_Supplied text_:
In video conference with Trudeau, students raise youth-oriented concerns about COVID-19
Canadians are accustomed to seeing Prime Minister Justin Trudeau on the daily news, advising us to “just stay home” during the COVID-19 pandemic. But one student at the University of Toronto recently had the chance to hear from the prime minister directly.
Habon Ali is in her final year of studies in biology and environmental science at U of T Mississauga. She’s also a member of the Prime Minister’s Youth Advisory Council, a non-partisan council that meets regularly to advise Trudeau on issues facing young Canadians, including mental health, reconciliation with Indigenous Peoples and economic growth.
Despite the intense pressures of running a country during an international health crisis – all while in self-isolation – Trudeau recently found time to meet with youth council members, including Ali, by video conference.
“We weren’t expecting him on the call,” Ali says. “It was incredible that he found time to speak to us. It’s a testament to his appreciation for youth engagement and participation, and shows how much he cares to have our voices at the table.”
In the meeting, Ali says council members spoke freely and frankly about concerns facing young people as a result of the pandemic.
“Youth are in a precarious place,” she says, noting that many young people are concerned about employment prospects for summer jobs and internships. “We also talked about what this situation means for us regarding mental health and Internet access for youth in rural and remote communities.”

_Record set_:
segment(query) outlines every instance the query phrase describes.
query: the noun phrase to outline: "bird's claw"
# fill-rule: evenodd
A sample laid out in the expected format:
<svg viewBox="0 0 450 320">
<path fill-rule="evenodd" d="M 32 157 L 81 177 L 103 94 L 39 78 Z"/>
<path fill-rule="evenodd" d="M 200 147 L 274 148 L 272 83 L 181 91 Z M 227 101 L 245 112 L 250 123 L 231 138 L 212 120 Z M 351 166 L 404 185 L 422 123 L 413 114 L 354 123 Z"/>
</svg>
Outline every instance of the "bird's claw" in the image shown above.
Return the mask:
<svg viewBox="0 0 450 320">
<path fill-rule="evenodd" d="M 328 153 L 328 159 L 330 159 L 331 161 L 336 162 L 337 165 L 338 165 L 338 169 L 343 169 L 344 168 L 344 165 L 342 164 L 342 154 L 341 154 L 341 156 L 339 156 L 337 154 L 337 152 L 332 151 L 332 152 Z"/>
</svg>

_Requirement 1_: In the article on Trudeau's call with the youth council, reproduce the passage from "Despite the intense" to "of the pandemic.", swapping "pandemic" for "outbreak".
_Requirement 2_:
Answer these questions from the article on Trudeau's call with the youth council:
(a) Which fields is Habon Ali studying in her final year, and at which campus?
(b) By what means did Trudeau meet with the youth council members?
(c) Which employment prospects does Ali say many young people are concerned about?
_Requirement 3_: List the issues facing young Canadians that the article on Trudeau's call with the youth council names as examples of what the Prime Minister's Youth Advisory Council advises on.

_Exercise solution 1_:
Despite the intense pressures of running a country during an international health crisis – all while in self-isolation – Trudeau recently found time to meet with youth council members, including Ali, by video conference.
“We weren’t expecting him on the call,” Ali says. “It was incredible that he found time to speak to us. It’s a testament to his appreciation for youth engagement and participation, and shows how much he cares to have our voices at the table.”
In the meeting, Ali says council members spoke freely and frankly about concerns facing young people as a result of the outbreak.

_Exercise solution 2_:
(a) Biology and environmental science, at U of T Mississauga.
(b) By video conference.
(c) Summer jobs and internships.

_Exercise solution 3_:
- Mental health
- Reconciliation with Indigenous Peoples
- Economic growth